**Aufgabe A**
Wie lang müsste laut dem Textauszug über Oberleitungs-Lkw das Basisnetz auf besonders intensiv befahrenen Autobahnabschnitten sein, um 9,2 Millionen Tonnen CO2 einzusparen?
**Aufgabe B**
Führe jede Zeile der Einträge auf, in der das Wort "sleeve" vorkommt.

**Textauszug**
----

Dicke Kabel statt volle Tanks

Eine Untersuchung des Ifeu-Instituts zeigt: Im Schwerverkehr ist der Oberleitungs-Lkw wirtschaftlicher als synthetische Kraftstoffe. Schon 2030 könnte sich der eHighway-Betrieb lohnen.

EHighway: Forscher des Ifeu-Institus erwarten, dass die Technik bis 2030 wirtschaftlich ist. Bild: Siemens
EHighway: Forscher des Ifeu-Institus erwarten, dass die Technik bis 2030 wirtschaftlich ist. Bild: Siemens
Christine Harttmann

Nachdem im Februar bereits das Öko-Institut den Oberleitungs-Lkw als die effizienteste Möglichkeit der Stromnutzung im Güterfernverkehr identifiziert hatte, kommt nun eine ähnliche Studie vom Ifeu – Institut für Energie- und Umweltforschung Heidelberg. Demnach wäre der Ausbau von eHighways günstiger, als den Schwerverkehr auf synthetische Kraftstoffe umzustellen.

Auf stark befahrenen Autobahnabschnitten könnte der Oberleitungs-Lkw bereits ab 2030 wirtschaftlich attraktiv sein, prognostizieren die Forscher. Wenn es darum geht, CO2-Emissionen zu vermeiden, wäre diese Alternative deutlich günstiger, als ein Umstieg auf synthetische Kraftstoffe, so die Einschätzung. Rund 50 Prozent des klimaschädlichen Abgases ließe sich damit im Vergleich zum Diesel-Lkw einsparen, so die Forscher – Fahrzeug- und Infrastrukturherstellung sowie die Stromerzeugung mit eingerechnet. Auf besonders intensiv befahrenen Autobahnabschnitten wäre ein Oberleitungs-Basisnetz von 3.200 Kilometern Länge notwendig, damit laut der Prognose 9,2 Millionen Tonnen CO2 eingespart werden können. Das entspricht laut dem Ifeu-Institut rund 20 Prozent der Gesamtemissionen des deutschen Straßengüterverkehrs. Noch mehr Einsparpotenzial ergäbe sich, wenn internationale Lkw-Verkehre den eHighway nutzen würden. Eine Kernfrage, mit der sich das Ifeu-Institut in seiner Forschungsarbeit befasste, war, ob sich ein Oberleitungs-Lkw-System mittelfristig wirtschaftlich tragen kann. Dabei berechneten die Wissenschaftler mögliche Markthochläufe nur anhand der Transporte, die als Pendelverkehre organisiert werden können und die sich damit besonders gut dafür eignen.

----

**Aufgeführte Einträge**
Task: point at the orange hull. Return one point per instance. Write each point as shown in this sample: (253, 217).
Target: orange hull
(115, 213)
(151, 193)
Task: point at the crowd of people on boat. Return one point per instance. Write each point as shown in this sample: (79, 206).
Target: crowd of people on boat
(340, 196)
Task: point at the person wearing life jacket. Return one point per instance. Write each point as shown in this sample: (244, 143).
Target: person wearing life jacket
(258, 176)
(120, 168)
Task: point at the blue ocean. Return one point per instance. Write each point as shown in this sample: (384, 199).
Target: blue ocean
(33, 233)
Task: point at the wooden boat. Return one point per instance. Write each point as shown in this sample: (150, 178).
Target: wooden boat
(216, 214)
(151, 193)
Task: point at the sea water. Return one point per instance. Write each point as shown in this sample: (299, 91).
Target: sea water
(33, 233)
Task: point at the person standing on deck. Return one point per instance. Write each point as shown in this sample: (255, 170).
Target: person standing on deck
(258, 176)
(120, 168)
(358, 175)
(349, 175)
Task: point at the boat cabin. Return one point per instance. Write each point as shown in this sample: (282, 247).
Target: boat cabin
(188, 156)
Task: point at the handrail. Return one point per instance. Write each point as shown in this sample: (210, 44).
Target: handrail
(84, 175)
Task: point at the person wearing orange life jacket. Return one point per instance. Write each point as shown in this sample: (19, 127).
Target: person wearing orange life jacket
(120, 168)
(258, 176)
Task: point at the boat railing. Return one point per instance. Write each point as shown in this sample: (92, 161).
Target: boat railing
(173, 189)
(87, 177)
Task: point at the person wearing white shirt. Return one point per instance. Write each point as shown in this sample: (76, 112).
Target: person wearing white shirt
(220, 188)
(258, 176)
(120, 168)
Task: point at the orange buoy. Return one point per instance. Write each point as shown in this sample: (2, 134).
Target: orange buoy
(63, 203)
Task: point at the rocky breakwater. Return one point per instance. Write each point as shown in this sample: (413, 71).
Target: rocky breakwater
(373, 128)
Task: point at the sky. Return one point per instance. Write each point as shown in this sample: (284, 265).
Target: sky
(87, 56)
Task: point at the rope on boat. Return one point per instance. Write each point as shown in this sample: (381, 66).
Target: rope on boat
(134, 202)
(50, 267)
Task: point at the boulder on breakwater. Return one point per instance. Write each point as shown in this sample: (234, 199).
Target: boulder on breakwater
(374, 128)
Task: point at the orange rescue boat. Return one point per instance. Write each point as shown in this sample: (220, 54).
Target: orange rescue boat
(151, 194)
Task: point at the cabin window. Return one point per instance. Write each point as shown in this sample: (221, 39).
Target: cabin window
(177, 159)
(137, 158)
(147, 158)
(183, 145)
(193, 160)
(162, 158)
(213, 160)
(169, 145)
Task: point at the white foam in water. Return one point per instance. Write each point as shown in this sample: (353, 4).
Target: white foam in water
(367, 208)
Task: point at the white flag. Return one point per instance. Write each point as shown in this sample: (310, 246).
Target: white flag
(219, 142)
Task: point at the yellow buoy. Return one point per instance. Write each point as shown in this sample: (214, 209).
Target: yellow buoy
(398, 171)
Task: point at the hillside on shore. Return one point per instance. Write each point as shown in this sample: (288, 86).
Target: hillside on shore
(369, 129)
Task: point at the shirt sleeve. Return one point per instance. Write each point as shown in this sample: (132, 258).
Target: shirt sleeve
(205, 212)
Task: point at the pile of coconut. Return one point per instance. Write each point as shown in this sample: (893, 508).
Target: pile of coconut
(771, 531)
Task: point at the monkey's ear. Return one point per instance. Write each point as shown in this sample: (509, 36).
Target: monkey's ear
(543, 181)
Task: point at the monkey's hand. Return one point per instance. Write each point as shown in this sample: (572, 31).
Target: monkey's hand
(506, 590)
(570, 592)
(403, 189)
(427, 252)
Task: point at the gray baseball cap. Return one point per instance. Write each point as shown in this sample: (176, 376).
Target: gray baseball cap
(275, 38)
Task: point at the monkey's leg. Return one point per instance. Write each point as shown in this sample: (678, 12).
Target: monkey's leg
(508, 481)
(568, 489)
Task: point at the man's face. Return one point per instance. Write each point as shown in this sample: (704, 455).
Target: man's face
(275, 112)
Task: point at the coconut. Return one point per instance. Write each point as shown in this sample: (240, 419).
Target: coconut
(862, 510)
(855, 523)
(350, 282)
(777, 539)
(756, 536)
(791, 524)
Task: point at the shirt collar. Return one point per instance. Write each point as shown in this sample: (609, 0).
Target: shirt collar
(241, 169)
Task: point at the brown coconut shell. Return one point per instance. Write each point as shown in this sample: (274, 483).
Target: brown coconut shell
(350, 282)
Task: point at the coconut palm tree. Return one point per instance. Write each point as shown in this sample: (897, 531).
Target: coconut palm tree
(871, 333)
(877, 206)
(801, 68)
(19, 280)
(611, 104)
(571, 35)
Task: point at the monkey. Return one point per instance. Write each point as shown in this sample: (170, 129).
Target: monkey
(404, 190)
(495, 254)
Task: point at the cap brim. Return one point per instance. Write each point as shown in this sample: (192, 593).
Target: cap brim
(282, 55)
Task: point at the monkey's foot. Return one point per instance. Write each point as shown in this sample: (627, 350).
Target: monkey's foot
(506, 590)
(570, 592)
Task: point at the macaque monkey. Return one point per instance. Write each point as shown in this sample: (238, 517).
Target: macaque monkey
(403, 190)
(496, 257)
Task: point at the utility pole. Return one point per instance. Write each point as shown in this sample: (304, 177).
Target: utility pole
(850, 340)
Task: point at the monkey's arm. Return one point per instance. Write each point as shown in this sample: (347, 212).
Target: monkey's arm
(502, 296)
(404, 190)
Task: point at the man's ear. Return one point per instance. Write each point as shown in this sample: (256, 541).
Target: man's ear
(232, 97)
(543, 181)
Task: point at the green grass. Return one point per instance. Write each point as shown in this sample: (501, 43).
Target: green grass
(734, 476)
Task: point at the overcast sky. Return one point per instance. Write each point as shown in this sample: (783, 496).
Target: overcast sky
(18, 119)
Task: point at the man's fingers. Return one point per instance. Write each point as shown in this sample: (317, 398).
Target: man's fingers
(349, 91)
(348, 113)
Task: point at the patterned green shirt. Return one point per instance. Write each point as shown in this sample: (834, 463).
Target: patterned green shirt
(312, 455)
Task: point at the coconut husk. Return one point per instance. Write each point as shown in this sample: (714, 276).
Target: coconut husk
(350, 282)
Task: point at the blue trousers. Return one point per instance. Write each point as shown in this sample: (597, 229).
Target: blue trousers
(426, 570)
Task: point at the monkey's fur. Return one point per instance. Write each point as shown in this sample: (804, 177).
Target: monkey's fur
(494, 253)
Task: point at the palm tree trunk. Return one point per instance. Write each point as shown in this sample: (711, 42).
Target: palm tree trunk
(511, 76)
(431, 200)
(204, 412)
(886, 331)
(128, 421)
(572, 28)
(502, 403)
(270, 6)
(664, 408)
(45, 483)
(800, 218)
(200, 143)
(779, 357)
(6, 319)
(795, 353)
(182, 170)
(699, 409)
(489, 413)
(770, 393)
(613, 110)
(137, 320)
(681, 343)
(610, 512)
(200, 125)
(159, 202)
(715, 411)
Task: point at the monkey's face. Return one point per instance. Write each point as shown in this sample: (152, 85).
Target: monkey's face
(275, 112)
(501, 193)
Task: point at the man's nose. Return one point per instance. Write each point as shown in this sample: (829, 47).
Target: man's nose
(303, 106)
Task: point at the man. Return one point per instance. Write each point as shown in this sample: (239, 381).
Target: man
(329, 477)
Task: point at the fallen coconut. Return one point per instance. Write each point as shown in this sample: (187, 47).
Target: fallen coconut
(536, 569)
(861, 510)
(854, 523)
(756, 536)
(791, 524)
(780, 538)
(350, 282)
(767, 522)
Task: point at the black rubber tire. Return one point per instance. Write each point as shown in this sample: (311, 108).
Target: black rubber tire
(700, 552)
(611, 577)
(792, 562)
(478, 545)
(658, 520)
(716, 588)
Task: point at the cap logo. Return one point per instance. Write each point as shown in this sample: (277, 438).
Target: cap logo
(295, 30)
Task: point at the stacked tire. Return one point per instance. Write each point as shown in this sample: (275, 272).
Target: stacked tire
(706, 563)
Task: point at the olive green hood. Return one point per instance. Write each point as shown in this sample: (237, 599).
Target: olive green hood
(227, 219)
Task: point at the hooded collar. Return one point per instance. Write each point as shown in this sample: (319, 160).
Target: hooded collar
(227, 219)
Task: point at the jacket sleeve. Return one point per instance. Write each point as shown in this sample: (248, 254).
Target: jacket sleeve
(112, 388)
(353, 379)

----

**Richtige Antwort A**
3.200 Kilometer.

**Richtige Antwort B**
Task: point at the shirt sleeve. Return one point per instance. Write each point as shown in this sample: (132, 258).
Target: shirt sleeve
Task: point at the jacket sleeve. Return one point per instance. Write each point as shown in this sample: (248, 254).
Target: jacket sleeve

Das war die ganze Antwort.